Natural language region descriptions

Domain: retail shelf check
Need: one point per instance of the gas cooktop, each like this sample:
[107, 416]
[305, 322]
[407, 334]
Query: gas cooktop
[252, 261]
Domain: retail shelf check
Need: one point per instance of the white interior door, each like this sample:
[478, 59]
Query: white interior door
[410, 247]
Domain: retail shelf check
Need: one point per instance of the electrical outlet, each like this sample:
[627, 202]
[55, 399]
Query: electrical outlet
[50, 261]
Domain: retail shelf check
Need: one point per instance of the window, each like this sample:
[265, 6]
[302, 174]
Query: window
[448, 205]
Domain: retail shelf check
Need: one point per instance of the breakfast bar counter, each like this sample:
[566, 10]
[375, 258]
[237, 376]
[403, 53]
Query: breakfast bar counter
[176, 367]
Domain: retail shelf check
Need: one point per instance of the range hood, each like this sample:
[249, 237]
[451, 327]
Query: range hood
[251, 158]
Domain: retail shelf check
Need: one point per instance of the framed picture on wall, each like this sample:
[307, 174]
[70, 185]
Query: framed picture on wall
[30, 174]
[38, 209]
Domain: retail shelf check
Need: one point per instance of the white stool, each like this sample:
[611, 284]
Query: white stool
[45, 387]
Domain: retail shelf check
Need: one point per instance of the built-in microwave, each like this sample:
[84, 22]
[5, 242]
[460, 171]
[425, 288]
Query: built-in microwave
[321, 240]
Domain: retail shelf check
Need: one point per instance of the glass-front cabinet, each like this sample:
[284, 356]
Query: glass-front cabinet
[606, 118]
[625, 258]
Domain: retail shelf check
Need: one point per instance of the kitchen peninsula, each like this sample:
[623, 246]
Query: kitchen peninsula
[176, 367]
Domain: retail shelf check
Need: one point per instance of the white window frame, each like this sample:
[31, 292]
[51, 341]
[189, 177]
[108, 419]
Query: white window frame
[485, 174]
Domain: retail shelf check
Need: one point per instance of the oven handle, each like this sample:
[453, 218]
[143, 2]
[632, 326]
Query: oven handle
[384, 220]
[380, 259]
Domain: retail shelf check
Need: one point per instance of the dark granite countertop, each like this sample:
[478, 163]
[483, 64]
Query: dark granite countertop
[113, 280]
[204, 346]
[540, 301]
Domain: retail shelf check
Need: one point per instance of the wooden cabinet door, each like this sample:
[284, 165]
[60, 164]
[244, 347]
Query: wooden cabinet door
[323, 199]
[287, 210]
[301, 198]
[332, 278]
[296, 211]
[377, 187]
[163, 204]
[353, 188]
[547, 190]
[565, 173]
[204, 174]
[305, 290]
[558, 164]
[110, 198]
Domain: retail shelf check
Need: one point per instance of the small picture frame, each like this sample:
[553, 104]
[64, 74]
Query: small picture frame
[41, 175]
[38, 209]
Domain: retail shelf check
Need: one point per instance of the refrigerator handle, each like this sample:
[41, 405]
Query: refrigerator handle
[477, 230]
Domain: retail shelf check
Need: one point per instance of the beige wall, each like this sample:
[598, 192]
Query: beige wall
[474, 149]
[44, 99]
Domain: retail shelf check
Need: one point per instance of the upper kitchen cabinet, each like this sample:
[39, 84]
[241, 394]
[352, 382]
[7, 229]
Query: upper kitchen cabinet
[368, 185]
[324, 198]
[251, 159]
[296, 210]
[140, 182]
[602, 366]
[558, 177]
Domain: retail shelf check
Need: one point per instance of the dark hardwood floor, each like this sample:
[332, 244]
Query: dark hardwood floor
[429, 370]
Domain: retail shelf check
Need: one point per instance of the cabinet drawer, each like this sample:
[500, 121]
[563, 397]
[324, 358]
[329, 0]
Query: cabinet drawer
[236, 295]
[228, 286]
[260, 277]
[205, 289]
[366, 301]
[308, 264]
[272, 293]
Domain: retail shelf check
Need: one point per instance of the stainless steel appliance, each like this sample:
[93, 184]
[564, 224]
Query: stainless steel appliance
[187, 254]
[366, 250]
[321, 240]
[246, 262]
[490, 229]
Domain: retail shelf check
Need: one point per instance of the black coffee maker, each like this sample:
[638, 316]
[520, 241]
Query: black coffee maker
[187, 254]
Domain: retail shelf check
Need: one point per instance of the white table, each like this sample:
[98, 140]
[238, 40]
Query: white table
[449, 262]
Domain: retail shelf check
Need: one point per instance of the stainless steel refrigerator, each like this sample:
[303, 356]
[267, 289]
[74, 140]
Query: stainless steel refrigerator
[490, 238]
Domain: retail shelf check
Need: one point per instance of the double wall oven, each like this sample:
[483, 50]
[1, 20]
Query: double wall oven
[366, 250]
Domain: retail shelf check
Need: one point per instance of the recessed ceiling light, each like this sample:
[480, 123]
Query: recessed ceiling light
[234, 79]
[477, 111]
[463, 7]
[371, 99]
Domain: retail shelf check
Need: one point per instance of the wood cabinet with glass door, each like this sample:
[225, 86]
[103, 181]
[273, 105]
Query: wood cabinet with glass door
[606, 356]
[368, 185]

WHAT YOU NEED TO DO:
Every record above is to be restated exactly as it reads.

YOUR SOLUTION:
Domain: retail shelf check
Need: one point per instance of the gas cooktop, each like this sample:
[107, 416]
[305, 322]
[407, 334]
Query: gas cooktop
[252, 261]
Domain: retail shelf check
Need: one point per instance of the white interior door, each like this sample:
[478, 59]
Query: white interior door
[410, 247]
Domain: retail shelf check
Need: one point per instance of the electrical outlet, each like this sample:
[627, 202]
[55, 399]
Query: electrical outlet
[50, 261]
Domain: retail shelf check
Need: one point per instance of the window, each like this sample:
[265, 6]
[302, 174]
Query: window
[448, 205]
Domain: retail shelf check
Need: one point per instance of the breakfast bar counter, each like this sample:
[566, 10]
[375, 258]
[237, 376]
[403, 53]
Query: breakfast bar counter
[176, 367]
Domain: retail shelf check
Need: one point per instance of the range hood, each like this sample:
[249, 237]
[451, 327]
Query: range hood
[251, 158]
Domain: retail shelf check
Need: one point per instance of the framed picture on wall, each like this sample:
[307, 174]
[70, 185]
Query: framed picture on wall
[30, 174]
[38, 209]
Domain: retail shelf check
Need: one point per instance of the white stool, each like this sample:
[611, 284]
Query: white stool
[45, 387]
Domain: retail shelf check
Need: one point per instance of the built-in microwave, each like this sample:
[84, 22]
[5, 242]
[460, 171]
[425, 288]
Query: built-in microwave
[321, 240]
Domain: retail shelf check
Need: one point per instance of the glass-front cabinet, each like this sample:
[284, 356]
Query: glass-front cabinet
[606, 118]
[625, 258]
Domain: retail shelf check
Need: one point per instance of the kitchen peninsula, each like this sample:
[623, 246]
Query: kitchen peninsula
[176, 367]
Domain: retail shelf check
Need: one point per instance of the white window frame, each like this sample:
[31, 292]
[51, 341]
[189, 177]
[108, 419]
Query: white window frame
[485, 174]
Domain: retail shelf check
Need: one point per instance of the oven handle, each like this sample:
[453, 218]
[143, 2]
[632, 326]
Query: oven handle
[384, 220]
[380, 259]
Domain: retail shelf check
Need: one point per instance of the dark granite countertop, each like this sample:
[478, 163]
[483, 64]
Query: dark granite countertop
[113, 280]
[204, 346]
[540, 301]
Domain: retail shelf check
Need: one point per instance of the wooden cabinet door, each like this sample:
[284, 165]
[60, 164]
[244, 347]
Query: wooden cabinet door
[323, 199]
[287, 210]
[301, 198]
[332, 278]
[296, 211]
[377, 187]
[163, 204]
[353, 188]
[547, 190]
[565, 173]
[204, 174]
[305, 290]
[558, 164]
[110, 198]
Domain: retail shelf check
Need: one point per instance of the small picture frame, each like this sample:
[553, 104]
[64, 74]
Query: small picture frame
[41, 175]
[38, 209]
Domain: retail shelf check
Need: one point per instance of the refrigerator handle, each like this sample:
[41, 405]
Query: refrigerator handle
[477, 230]
Domain: retail shelf check
Need: one point per instance of the beige wall, each like this sample:
[598, 192]
Query: beige wall
[474, 149]
[44, 99]
Domain: retail shelf check
Need: one point per instance of the upper kitchen cabinet, each like this sample:
[39, 84]
[241, 394]
[352, 382]
[7, 229]
Query: upper kitchen cabinet
[368, 185]
[324, 198]
[251, 159]
[296, 210]
[140, 182]
[602, 366]
[558, 177]
Domain: retail shelf check
Need: one point per instance of the dark hardwood floor, each like this sample:
[332, 244]
Query: dark hardwood floor
[429, 370]
Domain: retail shelf check
Need: one point per instance of the cabinet drawer, each like this sample:
[500, 121]
[563, 397]
[324, 358]
[329, 0]
Query: cabinet drawer
[236, 295]
[228, 286]
[260, 277]
[205, 289]
[366, 301]
[308, 264]
[272, 293]
Domain: retail shelf check
Need: one point per instance of the stainless steel appliance, each like this sample:
[93, 184]
[564, 224]
Query: stainless steel appliance
[187, 254]
[366, 250]
[321, 240]
[246, 262]
[490, 229]
Domain: retail shelf check
Need: one point per instance of the black coffee maker, each like this sample:
[638, 316]
[520, 241]
Query: black coffee maker
[187, 254]
Domain: retail shelf check
Need: one point per instance of the white table, each like this sample:
[98, 140]
[238, 40]
Query: white table
[449, 262]
Domain: retail shelf check
Need: one point per instance of the stainless steel refrigerator, each like this sample:
[303, 356]
[267, 289]
[74, 140]
Query: stainless steel refrigerator
[490, 238]
Domain: retail shelf check
Need: one point per instance of the double wall oven, each like this sample:
[483, 50]
[1, 20]
Query: double wall oven
[366, 250]
Domain: retail shelf check
Need: one point per instance of the recessed ceiling light, each like this sample:
[480, 123]
Query: recessed ceiling light
[234, 79]
[477, 111]
[463, 7]
[371, 99]
Domain: retail shelf check
Need: one point per instance of the wood cabinet with glass door, each like this sample:
[225, 86]
[103, 181]
[273, 105]
Query: wood cabinet with glass door
[606, 356]
[368, 185]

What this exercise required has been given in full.